• PASSAGE
# # # #

The Dallas Cowboys and New York Giants have long held a rivalry with one another. But Sunday evening, when the Cowboys won against the Giants in a last-minute display of skill, it came across to fans and players both as a pyrrhic victory of sorts — or, in other words, it came at too great a cost. The game left popular quarterback Dak Prescott down and out for the remainder of the season.
Prescott incurred a serious injury: one compound fracture in his left ankle (and a dislocation in the same place). He went into surgery quickly. He’s already out, only 48 hours later. Prescott had been tackled by Giants player Logan Ryan during the third quarter. A silence fell. The stadium mob knew something was wrong. The recovery? Up to six months. And that doesn’t necessarily mean he’ll be able to play again, a possibility clearly on Prescott’s mind as he was carried off the field on a stretcher and in tears.
Most United States workers must file for workers’ compensation when injured on the job. Many readers have inquired whether or not NFL players who were injured are still paid full salary — i.e. millions — when they can’t actually play, or if there is something similar to workers’ comp for football players.
Like any work accident, NFL players who are injured “on the job” have an easy means of compensation. But it isn’t workers’ comp.
It all comes down to the type of contract that was signed and the amount of experience a player has. More importantly, will the team permanently remove the player from the roster? Or will the player stay on to fight another day?
First and foremost, experience matters: if a “non-vested” player is injured and then cut, there will be a number of waivers to be signed before other teams are provided a grace period during which they can sign him over to their side. Non-vested refers to those rookie players with fewer than four years total experience in the NFL. Vested players — or those who have enough experienced to be released immediately before a season starts — can sign with anyone they like at any time.

# # # #

• WHAT TO DO
1. Reproduce everything in the article on NFL injury pay from "It all comes" down to "fight another day?", swapping "contract" for "agreement".
2. Answer these questions from the article on NFL injury pay.
(a) Which team did the Cowboys beat on Sunday evening?
(b) Which Giants player tackled Prescott?
(c) What does "non-vested" refer to?

• EXERCISE DATA
# # # #

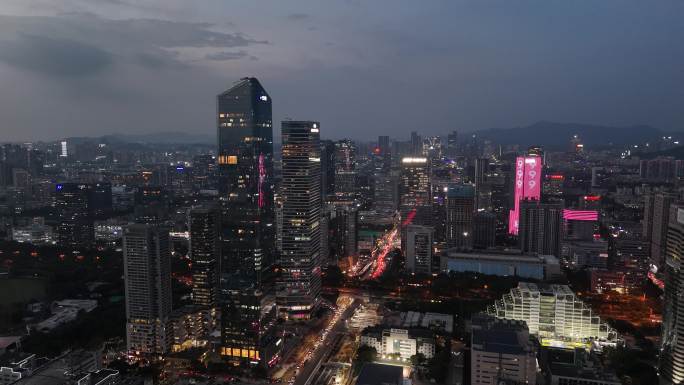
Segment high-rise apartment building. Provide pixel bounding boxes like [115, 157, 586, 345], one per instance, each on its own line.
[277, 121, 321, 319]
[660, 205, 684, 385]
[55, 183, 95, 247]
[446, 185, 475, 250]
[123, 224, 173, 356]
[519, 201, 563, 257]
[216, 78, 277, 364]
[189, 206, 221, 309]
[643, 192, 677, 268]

# # # #

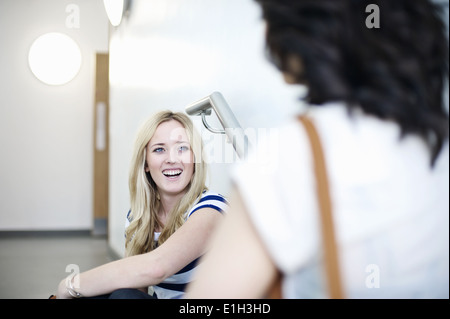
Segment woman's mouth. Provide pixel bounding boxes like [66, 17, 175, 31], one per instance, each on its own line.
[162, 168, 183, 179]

# # # #

• TASK ANSWERS
1.
It all comes down to the type of agreement that was signed and the amount of experience a player has. More importantly, will the team permanently remove the player from the roster? Or will the player stay on to fight another day?

2.
(a) The New York Giants.
(b) Logan Ryan.
(c) Rookie players with fewer than four years total experience in the NFL.